[The request]: Recast the records below as a two-column CSV headed text,answer, with one row per record. Put each record's text and its answer in a single double-quoted field, and replace every line break inside a field with a space.

+++ Task inputs

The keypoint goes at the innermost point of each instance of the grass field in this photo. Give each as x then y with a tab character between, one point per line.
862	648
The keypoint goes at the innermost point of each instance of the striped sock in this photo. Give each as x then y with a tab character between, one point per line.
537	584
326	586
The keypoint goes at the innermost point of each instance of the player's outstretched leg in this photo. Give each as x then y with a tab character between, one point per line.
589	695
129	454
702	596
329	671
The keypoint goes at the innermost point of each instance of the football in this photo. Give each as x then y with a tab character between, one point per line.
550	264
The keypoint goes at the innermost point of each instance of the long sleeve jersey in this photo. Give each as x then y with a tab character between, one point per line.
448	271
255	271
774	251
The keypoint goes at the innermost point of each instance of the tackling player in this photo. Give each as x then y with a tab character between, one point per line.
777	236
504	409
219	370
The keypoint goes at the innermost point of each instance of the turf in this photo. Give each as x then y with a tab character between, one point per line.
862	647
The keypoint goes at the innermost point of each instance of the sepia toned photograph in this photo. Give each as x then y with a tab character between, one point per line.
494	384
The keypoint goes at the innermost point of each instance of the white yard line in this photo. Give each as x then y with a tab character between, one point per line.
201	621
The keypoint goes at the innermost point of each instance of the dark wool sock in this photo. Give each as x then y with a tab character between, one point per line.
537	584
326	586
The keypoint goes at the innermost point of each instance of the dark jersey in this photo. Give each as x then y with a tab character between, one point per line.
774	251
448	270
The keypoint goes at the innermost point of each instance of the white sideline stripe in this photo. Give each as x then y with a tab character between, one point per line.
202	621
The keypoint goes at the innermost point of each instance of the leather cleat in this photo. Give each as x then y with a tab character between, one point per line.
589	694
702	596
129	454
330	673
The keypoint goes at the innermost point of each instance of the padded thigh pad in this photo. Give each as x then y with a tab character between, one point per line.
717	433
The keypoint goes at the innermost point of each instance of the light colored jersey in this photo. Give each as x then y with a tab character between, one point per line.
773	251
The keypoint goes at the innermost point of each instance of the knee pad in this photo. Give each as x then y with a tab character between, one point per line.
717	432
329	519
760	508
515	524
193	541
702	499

++++++

[Correct response]:
text,answer
"The keypoint goes at the innermost point of each instance of the grass field in this photo. Give each as x then y with a tab character between, one point per line.","862	648"
"The keypoint goes at the innermost point of each instance of the striped sock in this photo. Give each as x then y with a tab character between, one point per line.","537	584 326	586"
"The keypoint goes at the innermost point of each instance of the player's outstretched leg in this photo. Give each as x then y with a tab character between, one point per line.","589	695 129	454 702	596 329	671"
"The keypoint goes at the innermost point of each instance of the football in this photo. Give each as x then y with a tab character between, one point per line.","550	264"
"The keypoint goes at the innermost point of each instance of the long sleeve jersey in this photo. Give each as x then y with a tab character between, one point per line.","448	271 255	271 774	251"
"The keypoint goes at the innermost point of each instance of the tackling player in this photo. Give each as x then y with a tab character between, one point per line.","777	236 504	409 219	370"
"The keypoint goes at the innermost point of each instance of the turf in this photo. Give each as x then y with a tab character between, one point per line.","862	647"
"The keypoint goes at the innermost point of each instance of the sepia toned photograph in this photo. Give each as x then y with a tab character between, one point per line.","494	384"
"The keypoint goes at the innermost point of each instance of the white yard line in this photo. Give each as x then y with a tab character between, one point per line.","201	621"
"The keypoint goes at the innermost point of each instance of the dark wool sock in this photo. Give each as x then y with a tab character between, one point per line.","537	584 326	586"
"The keypoint goes at the innermost point of each instance of the dark jersey in this photo. Give each as x then y with a tab character between, one point per line.","774	251 448	270"
"The keypoint goes at the innermost point of each instance of the white sideline stripe in this photo. Give each as x then y with a tab character between, one point per line.","202	621"
"The keypoint goes at the innermost point of each instance of the leather cleat in this photo. Give each as x then y with a tab character between, one point per line.","589	694 702	596 129	454 330	673"
"The keypoint goes at the innermost point of each instance of the padded thigh pad in this photo. Give each as x then y with a tab character between, one point per line.","717	433"
"The keypoint goes at the innermost point of each instance of the light colored jersey in this photo. Give each as x then y with a tab character between, one point per line.","773	251"
"The keypoint goes at the innermost point of each instance of the knee pad in this photo. Give each as x then y with a tab character between, one point per line.","717	432 329	519 760	508 515	524 193	541 702	499"